=== 依頼内容 ===
以下の一覧から、「56, row 74.」を含む行で始まり「column 60, row 241」を含む行で終わる部分を、両端の行も含めて一字一句変えずに抜き出してください。画像は回答に含めないでください。

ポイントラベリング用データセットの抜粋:
-.-.-

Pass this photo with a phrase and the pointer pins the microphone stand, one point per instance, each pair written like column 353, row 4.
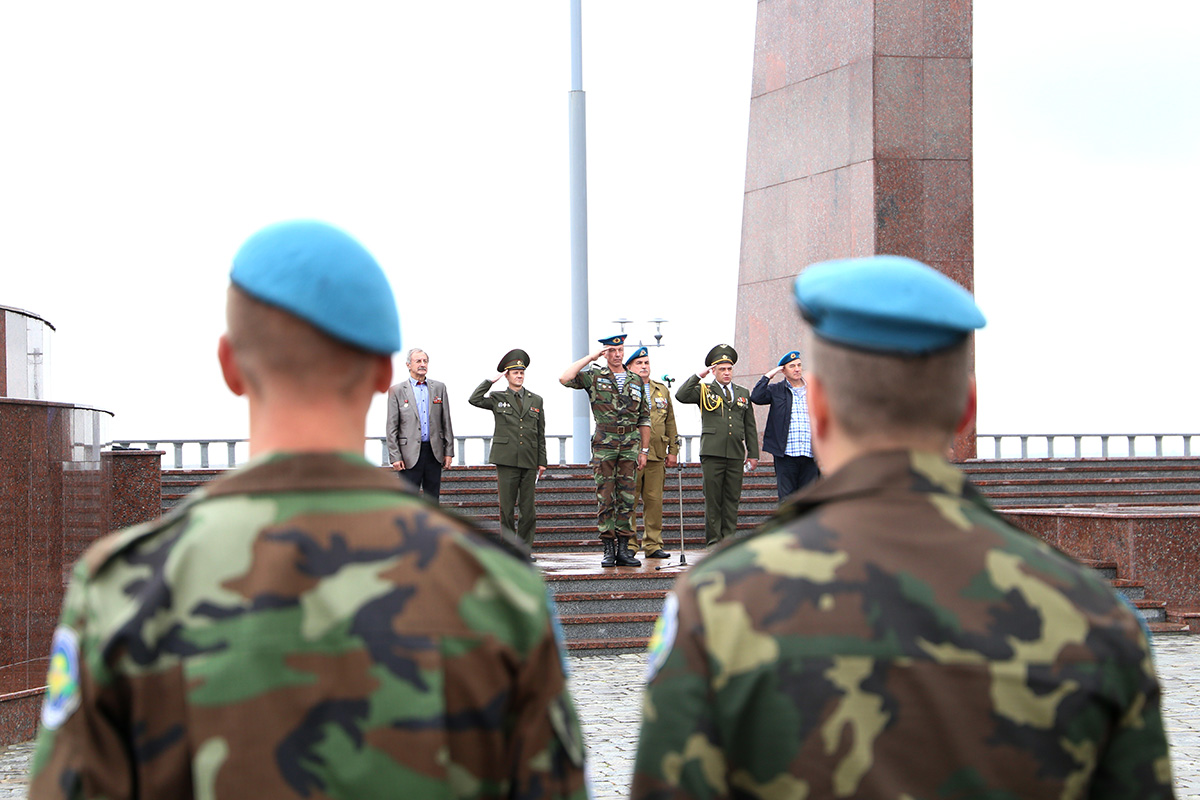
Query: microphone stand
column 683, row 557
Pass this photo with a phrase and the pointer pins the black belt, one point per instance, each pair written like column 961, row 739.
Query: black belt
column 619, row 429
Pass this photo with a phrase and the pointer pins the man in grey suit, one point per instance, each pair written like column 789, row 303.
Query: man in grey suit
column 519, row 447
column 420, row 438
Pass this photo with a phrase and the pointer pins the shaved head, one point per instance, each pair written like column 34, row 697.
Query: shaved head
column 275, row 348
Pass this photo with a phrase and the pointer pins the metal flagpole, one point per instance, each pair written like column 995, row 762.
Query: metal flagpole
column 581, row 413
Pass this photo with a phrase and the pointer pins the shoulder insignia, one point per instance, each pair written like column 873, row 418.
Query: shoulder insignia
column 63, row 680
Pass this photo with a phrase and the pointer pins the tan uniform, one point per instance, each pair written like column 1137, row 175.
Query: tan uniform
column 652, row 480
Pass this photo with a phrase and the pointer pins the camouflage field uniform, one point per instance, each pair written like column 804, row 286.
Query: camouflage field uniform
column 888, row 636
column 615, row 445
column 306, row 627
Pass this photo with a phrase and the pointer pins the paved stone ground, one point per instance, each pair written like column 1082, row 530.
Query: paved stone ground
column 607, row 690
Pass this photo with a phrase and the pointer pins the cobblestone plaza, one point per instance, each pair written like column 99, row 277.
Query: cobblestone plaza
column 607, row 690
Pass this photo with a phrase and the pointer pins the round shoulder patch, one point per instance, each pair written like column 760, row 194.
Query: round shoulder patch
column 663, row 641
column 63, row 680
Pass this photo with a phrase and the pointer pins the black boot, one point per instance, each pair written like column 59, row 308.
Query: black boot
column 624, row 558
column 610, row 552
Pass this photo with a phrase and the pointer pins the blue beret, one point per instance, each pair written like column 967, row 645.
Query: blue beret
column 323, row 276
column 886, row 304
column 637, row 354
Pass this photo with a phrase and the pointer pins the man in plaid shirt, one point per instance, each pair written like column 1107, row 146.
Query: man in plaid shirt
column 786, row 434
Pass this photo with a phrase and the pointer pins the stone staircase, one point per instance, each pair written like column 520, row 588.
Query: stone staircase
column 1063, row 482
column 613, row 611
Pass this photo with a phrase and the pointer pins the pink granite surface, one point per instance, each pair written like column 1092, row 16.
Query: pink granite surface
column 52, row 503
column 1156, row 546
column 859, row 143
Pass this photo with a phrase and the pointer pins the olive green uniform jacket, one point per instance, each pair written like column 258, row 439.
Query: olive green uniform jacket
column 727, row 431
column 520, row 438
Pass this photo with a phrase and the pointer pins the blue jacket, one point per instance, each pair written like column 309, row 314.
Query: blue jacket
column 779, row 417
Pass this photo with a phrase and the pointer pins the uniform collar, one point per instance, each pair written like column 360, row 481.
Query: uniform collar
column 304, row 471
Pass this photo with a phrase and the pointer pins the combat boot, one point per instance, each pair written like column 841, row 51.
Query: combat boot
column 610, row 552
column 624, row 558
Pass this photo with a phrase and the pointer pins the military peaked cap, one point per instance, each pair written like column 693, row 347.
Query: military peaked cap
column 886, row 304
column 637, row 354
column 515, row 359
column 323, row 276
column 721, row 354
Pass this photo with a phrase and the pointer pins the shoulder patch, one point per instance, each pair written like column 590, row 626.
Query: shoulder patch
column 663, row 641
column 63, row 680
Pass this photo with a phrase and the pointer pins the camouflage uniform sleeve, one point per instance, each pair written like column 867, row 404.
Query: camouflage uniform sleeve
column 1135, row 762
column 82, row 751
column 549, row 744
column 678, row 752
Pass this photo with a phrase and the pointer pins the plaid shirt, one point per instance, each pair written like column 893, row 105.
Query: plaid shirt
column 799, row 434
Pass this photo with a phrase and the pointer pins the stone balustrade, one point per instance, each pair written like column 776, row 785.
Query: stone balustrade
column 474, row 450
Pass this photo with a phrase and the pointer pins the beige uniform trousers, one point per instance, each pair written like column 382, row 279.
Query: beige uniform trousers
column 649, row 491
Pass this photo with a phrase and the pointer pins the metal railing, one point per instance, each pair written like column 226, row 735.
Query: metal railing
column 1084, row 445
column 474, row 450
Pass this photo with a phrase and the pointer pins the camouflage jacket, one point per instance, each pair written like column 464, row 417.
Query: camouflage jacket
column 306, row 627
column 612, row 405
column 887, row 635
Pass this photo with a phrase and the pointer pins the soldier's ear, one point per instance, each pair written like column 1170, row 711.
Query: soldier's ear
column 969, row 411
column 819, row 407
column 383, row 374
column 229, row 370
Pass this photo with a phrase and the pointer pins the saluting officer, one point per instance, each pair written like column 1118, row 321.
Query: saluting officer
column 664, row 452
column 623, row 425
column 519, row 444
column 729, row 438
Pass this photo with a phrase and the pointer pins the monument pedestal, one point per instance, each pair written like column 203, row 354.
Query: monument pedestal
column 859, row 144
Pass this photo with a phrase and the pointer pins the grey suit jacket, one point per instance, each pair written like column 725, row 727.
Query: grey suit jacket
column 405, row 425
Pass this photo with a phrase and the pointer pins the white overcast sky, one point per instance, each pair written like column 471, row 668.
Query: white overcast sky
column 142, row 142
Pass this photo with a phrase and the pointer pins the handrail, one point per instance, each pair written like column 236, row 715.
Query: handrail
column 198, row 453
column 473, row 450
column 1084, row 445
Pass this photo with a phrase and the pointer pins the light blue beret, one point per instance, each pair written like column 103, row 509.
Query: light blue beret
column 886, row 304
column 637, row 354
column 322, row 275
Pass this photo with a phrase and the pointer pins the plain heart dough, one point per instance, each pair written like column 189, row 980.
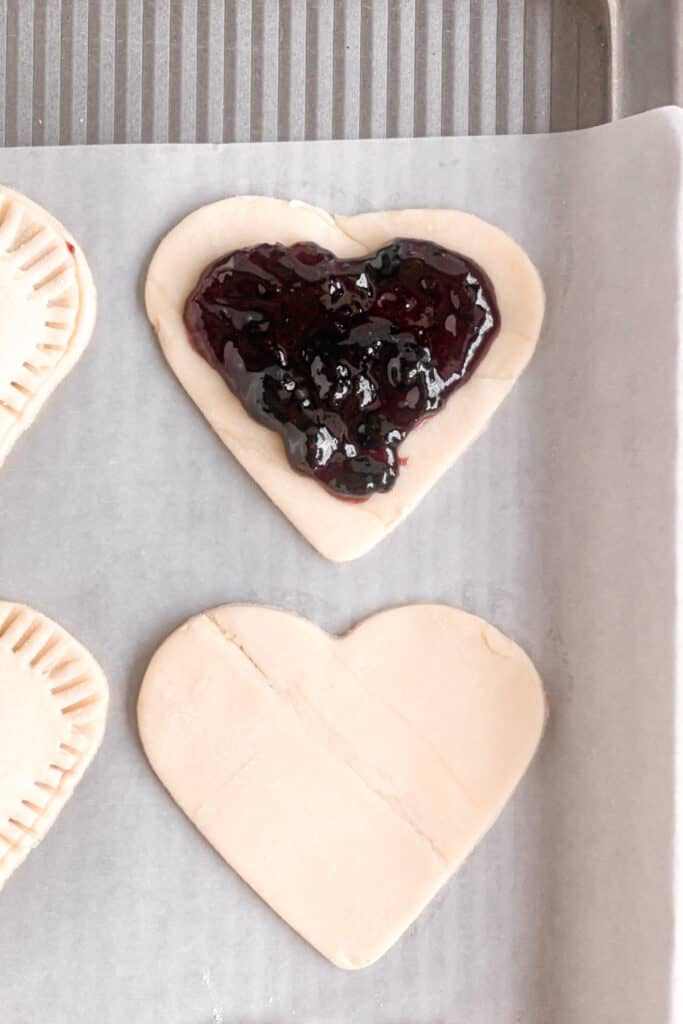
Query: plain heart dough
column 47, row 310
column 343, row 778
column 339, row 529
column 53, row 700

-.-.-

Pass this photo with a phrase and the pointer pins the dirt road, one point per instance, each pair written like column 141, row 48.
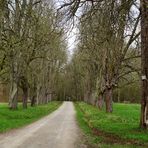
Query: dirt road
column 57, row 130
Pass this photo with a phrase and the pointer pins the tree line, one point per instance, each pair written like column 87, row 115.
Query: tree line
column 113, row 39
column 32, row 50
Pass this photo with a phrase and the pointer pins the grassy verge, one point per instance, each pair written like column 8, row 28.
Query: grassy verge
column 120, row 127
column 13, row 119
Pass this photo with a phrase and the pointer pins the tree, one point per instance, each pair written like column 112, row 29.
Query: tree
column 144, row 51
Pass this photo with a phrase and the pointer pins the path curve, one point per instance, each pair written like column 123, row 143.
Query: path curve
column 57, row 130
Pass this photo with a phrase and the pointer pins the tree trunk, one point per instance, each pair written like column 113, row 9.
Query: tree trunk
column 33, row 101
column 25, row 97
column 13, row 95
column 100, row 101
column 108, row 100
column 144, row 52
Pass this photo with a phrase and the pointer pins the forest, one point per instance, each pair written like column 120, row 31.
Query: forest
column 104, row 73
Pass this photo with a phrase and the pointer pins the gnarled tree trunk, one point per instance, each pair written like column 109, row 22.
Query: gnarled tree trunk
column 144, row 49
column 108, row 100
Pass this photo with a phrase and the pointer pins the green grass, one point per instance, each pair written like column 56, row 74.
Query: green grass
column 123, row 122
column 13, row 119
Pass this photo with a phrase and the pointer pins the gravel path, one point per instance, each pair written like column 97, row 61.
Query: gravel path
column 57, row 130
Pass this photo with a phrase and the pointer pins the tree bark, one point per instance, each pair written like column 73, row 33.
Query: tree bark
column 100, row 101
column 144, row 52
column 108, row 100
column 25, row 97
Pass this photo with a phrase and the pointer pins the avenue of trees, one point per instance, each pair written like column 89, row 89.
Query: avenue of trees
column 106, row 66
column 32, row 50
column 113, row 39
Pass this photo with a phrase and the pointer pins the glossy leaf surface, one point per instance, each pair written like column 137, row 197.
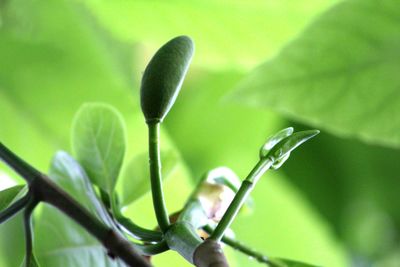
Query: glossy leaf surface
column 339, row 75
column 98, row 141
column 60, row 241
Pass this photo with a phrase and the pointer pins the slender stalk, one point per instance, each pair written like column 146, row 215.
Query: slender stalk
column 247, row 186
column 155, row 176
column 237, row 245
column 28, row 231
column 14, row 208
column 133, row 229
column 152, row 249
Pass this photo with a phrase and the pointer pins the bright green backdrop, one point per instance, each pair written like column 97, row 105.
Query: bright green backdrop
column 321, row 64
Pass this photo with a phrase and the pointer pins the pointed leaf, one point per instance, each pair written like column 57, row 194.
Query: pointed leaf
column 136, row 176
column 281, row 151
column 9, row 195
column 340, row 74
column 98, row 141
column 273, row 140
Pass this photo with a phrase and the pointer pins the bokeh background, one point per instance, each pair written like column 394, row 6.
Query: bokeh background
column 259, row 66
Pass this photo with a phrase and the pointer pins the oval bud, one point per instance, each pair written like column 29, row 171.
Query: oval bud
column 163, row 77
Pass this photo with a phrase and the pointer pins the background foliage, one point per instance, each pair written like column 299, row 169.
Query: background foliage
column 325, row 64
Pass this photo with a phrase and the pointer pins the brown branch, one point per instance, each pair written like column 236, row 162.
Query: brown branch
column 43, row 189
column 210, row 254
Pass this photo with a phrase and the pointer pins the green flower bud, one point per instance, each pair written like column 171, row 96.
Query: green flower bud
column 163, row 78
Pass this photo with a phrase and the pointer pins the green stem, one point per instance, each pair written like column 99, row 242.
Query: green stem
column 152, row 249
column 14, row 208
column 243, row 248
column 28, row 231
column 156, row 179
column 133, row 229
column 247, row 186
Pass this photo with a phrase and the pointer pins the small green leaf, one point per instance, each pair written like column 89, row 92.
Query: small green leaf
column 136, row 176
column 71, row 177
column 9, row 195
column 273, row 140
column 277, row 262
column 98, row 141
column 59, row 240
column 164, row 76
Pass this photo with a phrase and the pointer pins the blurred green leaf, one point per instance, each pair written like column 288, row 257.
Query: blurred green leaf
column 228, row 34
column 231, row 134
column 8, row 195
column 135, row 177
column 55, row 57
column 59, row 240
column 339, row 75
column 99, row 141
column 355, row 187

-.-.-

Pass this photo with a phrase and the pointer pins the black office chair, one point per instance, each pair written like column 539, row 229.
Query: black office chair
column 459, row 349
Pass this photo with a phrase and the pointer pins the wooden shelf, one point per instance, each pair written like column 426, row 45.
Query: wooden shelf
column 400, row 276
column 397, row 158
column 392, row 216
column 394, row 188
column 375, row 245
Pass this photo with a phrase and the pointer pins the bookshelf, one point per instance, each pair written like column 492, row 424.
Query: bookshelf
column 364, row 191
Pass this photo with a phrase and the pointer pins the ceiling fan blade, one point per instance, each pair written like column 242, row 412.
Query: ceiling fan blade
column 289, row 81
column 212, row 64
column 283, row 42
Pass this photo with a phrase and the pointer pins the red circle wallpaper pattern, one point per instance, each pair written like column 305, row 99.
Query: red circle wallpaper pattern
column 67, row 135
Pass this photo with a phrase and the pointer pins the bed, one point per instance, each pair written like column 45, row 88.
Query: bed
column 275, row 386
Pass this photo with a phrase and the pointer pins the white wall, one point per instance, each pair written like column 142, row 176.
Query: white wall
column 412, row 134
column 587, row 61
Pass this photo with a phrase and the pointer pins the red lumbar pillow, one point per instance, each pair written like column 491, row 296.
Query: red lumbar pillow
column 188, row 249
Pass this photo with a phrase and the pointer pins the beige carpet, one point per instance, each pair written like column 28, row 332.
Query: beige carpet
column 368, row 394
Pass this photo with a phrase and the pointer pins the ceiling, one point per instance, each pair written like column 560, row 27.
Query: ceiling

-.-.-

=== 出力結果 ===
Pass this photo with a phrase and the pointer pins the green grass, one point per instance, each pair written like column 56, row 74.
Query: green grass
column 123, row 122
column 13, row 119
Pass this photo with a phrase and the pointer pins the gravel path, one point per instance, each pair written like column 97, row 61.
Query: gravel path
column 57, row 130
Pass this photo with a phrase and the pointer pins the tree bark, one point per instance, each pair written like column 73, row 33.
Query: tree bark
column 100, row 101
column 144, row 52
column 108, row 100
column 25, row 97
Pass this photo with a phrase and the pointer pins the avenue of trees, one point per instance, each pair written like column 89, row 89.
Query: avenue of trees
column 106, row 66
column 32, row 50
column 113, row 39
Pass this photo with a phrase and the pointer pins the glossy leaf surface, one point per instance, each pair written like column 137, row 197.
Query: glossy leaf surface
column 339, row 75
column 98, row 141
column 60, row 241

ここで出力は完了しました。